**Stored records**
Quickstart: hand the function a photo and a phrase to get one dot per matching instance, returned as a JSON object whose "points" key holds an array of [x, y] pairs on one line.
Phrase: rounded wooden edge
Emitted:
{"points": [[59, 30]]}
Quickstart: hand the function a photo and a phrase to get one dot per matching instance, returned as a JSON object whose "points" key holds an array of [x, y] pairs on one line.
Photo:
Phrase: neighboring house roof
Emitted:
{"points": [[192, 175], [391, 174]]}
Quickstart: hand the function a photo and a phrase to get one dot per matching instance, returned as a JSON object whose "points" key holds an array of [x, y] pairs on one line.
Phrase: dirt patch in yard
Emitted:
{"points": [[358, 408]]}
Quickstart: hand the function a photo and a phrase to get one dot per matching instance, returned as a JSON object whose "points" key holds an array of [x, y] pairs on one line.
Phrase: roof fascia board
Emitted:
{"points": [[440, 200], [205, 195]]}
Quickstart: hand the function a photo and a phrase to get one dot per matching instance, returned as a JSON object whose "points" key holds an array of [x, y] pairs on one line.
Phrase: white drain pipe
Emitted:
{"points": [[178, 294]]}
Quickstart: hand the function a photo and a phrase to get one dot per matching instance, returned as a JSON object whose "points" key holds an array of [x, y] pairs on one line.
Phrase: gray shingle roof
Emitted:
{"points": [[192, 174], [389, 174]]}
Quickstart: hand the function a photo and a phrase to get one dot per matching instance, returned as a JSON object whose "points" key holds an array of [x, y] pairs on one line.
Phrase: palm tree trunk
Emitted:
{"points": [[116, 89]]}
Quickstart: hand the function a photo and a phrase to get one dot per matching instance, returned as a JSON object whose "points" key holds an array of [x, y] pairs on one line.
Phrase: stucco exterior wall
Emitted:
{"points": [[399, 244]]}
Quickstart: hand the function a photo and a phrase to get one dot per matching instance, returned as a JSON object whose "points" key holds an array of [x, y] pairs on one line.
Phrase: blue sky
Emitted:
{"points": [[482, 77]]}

**What to work on**
Output every line above without altering anything.

**Output below**
Quickstart: hand the function a photo and a phrase to get one dot per matching instance, returned as a JSON object whose "points" key holds an array of [x, y] pairs on one line.
Phrase: rounded wooden edge
Emitted:
{"points": [[59, 30]]}
Quickstart: hand the function a photo and a phrase to get one dot per matching instance, returned as a JSON object whose "points" key holds an array of [x, y] pairs on one line.
Photo:
Phrase: neighboring house roof
Emitted:
{"points": [[192, 175], [391, 174]]}
Quickstart: hand the function a photo and a phrase to get one dot per matching instance, returned as a JSON object whose "points" key holds an array of [x, y] pairs on one line.
Phrase: dirt patch in yard
Emitted:
{"points": [[358, 408]]}
Quickstart: hand the function a photo and a phrase to get one dot per matching instance, returned as a JSON object whose "points" key holds an array of [x, y] pairs on one line.
Phrase: roof fascia board
Emitted:
{"points": [[440, 200], [205, 195]]}
Quickstart: hand the function a photo and a phrase to get one dot per matching instance, returned as a JSON object whose "points" key holds an array of [x, y] pairs on one line.
Phrase: white drain pipe
Emitted:
{"points": [[178, 294]]}
Quickstart: hand the function a photo and a phrase to get one dot per matching instance, returned as a JSON object whose "points" key holds an array of [x, y] pairs on one line.
Phrase: gray shingle roof
Emitted:
{"points": [[192, 174], [389, 174]]}
Quickstart: hand the function a photo and a phrase to get one dot per matching instance, returned as a JSON object whose "points" key holds an array of [x, y] pairs on one line.
Phrase: palm tree trunk
Emitted:
{"points": [[116, 89]]}
Quickstart: hand the function a photo and a phrase to get one dot per matching instance, returned as a JSON object whose "points" key holds an array of [x, y] pairs on one line.
Phrase: stucco exterior wall
Emitted:
{"points": [[399, 244]]}
Quickstart: hand the function a photo and a phrase to get one dot per matching instance, returned as a JSON object whose "points" key holds an array of [x, y] pairs on one line.
Phrase: blue sky
Emitted:
{"points": [[482, 77]]}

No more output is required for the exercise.